* START Excerpt to read *
Gravity may be ‘weak’ but it also acts over infinite distance and unlike electric charges it attracts itself (as there is no ‘anti-mass’), so while there are definitely electromagnetic phenomena that have to be simulated in the behavior of the initial gaseous stellar nursery, the actual condensation and organization of a protoplanetary disk into a mature star system is almost completely due to gravitational effects. Of course, once ‘heavy’ elements (basically anything heavier than hydrogen) condenses into solid material you have geotechnic phenomena that drive the formation and evolution or rocky worlds (including the interiors of ‘icy’ giant planets), and the weather of Jovian-type gas giant planets is driving by fluid mechanics while the core is condensed into hydrogen and helium in a superfluid and metallic states that have some very exotic properties and behaviors but from a standpoint of how mass ends up forming a planetary mass gravity is by far the dominant force. “Cosmic ray bombardment” and the galactic magnetic field have essentially no influence other than perhaps providing some very small amount of irregular heating.
Stranger
Apparently, the problem with trying to discover from the current position of the planets of our solar system if those planets can ever be aligned is an example of the Three-body problem - Wikipedia , which is, yes, what inspired The Three-Body Problem (novel) - Wikipedia .
According to some theories they mostly formed near the Sun and migrated outwards. The relatively stable modern solar system is an endpoint condition, not how it started.
I can’t see any options here; Mercury and Venus will certainly be destroyed, and Earth will be destroyed later, all long before any straight-line alignmennt is possible.
So the answer is never.
* END Excerpt to read *
**Task list**.
1 - Answer these from the thread on planet formation:
(a) Why does gravity attract itself, unlike electric charges?
(b) What well-known problem is the question of planet alignment an example of?
(c) Which two planets does the thread say will certainly be destroyed?
2 - Retype everything in the thread on planet formation from "I can’t see" down to "alignmennt is possible.".
Rely only on the thread on planet formation, with no outside knowledge.
* START Data extract *
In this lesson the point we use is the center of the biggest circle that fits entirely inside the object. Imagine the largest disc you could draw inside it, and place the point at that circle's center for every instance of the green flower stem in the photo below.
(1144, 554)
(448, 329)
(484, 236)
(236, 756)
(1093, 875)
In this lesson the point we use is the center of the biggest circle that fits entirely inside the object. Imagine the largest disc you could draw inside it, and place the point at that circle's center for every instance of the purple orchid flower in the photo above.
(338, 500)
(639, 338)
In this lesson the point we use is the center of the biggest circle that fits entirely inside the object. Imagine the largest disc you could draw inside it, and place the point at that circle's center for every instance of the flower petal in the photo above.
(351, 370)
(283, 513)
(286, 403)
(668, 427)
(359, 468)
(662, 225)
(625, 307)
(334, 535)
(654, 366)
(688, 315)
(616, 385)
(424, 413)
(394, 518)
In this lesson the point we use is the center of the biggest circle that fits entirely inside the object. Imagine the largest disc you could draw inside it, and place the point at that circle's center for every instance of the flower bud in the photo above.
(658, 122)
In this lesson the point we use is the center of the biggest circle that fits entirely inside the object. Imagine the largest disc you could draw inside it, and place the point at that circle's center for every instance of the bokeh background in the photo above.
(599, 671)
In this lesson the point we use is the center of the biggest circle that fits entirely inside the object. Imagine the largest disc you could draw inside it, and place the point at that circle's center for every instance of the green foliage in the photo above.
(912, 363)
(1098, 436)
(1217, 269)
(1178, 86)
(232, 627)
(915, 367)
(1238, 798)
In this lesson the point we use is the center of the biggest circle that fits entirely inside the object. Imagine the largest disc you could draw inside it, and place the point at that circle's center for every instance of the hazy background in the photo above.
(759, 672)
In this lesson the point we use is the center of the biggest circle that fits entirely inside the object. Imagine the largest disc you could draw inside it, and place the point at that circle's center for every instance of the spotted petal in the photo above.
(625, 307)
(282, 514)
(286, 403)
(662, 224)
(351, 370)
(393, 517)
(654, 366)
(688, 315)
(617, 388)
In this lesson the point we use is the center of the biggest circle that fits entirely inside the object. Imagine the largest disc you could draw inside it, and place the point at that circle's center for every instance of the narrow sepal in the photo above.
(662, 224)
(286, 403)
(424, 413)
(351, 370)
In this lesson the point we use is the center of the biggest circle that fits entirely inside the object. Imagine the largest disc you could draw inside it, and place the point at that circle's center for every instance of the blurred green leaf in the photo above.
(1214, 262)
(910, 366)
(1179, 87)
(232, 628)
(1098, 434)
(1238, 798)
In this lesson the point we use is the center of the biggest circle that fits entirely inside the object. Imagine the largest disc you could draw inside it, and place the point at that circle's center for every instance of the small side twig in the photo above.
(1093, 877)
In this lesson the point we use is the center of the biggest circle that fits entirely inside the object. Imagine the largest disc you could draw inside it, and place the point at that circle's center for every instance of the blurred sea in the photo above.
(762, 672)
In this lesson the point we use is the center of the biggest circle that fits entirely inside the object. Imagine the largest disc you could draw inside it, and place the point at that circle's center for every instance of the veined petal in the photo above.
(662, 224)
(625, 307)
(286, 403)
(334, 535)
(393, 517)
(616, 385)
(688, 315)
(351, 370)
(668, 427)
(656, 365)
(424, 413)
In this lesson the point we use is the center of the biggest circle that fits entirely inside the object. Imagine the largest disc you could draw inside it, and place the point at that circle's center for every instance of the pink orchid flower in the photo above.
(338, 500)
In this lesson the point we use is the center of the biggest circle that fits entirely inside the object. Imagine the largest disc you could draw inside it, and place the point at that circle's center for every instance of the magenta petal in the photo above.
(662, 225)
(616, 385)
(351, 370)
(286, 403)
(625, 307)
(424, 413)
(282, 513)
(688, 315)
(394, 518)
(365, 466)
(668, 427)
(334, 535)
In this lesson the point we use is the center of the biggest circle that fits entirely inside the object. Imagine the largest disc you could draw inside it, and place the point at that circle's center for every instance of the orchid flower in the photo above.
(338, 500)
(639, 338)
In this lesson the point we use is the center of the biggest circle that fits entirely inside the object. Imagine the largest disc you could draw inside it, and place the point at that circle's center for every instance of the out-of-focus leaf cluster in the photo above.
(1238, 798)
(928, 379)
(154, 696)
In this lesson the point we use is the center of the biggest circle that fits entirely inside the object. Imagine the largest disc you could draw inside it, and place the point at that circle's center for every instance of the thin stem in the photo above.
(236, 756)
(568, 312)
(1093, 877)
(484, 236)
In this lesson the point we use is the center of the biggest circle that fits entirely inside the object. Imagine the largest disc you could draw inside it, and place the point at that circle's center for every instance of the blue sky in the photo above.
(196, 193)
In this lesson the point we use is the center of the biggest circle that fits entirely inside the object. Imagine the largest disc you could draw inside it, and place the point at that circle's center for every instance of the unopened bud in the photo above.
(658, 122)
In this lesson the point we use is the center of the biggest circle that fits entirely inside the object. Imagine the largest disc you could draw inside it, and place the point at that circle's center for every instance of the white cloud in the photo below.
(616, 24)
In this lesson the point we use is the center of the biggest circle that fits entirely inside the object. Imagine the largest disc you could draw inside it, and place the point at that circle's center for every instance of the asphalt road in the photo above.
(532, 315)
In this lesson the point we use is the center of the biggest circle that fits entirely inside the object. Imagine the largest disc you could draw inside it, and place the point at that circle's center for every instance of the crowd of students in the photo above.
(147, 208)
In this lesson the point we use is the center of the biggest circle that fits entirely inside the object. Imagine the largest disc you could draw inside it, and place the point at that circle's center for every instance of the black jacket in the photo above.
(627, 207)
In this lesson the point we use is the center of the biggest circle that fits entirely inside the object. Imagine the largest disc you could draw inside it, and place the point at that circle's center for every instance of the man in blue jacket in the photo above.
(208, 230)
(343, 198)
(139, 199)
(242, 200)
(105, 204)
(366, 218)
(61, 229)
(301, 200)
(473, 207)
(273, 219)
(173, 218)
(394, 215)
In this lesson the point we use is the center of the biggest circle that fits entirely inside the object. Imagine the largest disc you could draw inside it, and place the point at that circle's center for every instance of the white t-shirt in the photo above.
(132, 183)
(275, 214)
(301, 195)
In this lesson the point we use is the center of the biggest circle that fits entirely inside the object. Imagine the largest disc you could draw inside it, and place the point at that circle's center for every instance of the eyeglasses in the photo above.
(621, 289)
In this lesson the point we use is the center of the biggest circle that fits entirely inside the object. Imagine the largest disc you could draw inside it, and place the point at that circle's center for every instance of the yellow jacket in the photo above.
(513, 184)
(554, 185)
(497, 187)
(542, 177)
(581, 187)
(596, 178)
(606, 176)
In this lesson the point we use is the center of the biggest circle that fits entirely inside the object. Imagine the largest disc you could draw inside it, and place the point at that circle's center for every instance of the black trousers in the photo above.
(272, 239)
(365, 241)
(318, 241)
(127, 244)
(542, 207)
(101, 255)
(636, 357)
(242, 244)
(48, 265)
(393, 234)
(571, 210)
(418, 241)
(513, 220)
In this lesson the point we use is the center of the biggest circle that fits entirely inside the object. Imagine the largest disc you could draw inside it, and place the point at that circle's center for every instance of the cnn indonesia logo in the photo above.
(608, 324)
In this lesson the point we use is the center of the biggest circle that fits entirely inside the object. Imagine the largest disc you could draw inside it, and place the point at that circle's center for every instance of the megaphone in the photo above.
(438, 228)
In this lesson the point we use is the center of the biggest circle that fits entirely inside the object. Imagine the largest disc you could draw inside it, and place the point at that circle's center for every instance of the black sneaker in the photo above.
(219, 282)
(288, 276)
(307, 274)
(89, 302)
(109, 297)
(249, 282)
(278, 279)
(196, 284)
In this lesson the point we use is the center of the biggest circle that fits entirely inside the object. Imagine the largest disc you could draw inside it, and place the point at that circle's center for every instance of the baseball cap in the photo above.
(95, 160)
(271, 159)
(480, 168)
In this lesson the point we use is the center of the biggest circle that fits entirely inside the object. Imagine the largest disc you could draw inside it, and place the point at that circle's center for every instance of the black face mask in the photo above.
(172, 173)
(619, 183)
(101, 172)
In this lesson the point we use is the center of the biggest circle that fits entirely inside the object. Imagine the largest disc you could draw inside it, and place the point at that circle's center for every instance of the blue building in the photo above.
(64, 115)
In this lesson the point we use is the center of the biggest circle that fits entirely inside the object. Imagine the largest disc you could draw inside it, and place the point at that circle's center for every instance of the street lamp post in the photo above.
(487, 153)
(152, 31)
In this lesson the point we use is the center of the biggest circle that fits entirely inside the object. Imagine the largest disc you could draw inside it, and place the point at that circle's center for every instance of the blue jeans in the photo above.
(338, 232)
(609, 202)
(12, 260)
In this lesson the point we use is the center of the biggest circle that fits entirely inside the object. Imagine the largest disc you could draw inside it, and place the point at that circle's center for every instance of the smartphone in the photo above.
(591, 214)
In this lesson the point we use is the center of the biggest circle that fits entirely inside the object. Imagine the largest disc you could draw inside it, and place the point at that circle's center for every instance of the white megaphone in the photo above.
* END Data extract *
**Results in order**.
1 -
(a) Because there is no "anti-mass."
(b) The three-body problem.
(c) Mercury and Venus.

2 -
I can’t see any options here; Mercury and Venus will certainly be destroyed, and Earth will be destroyed later, all long before any straight-line alignmennt is possible.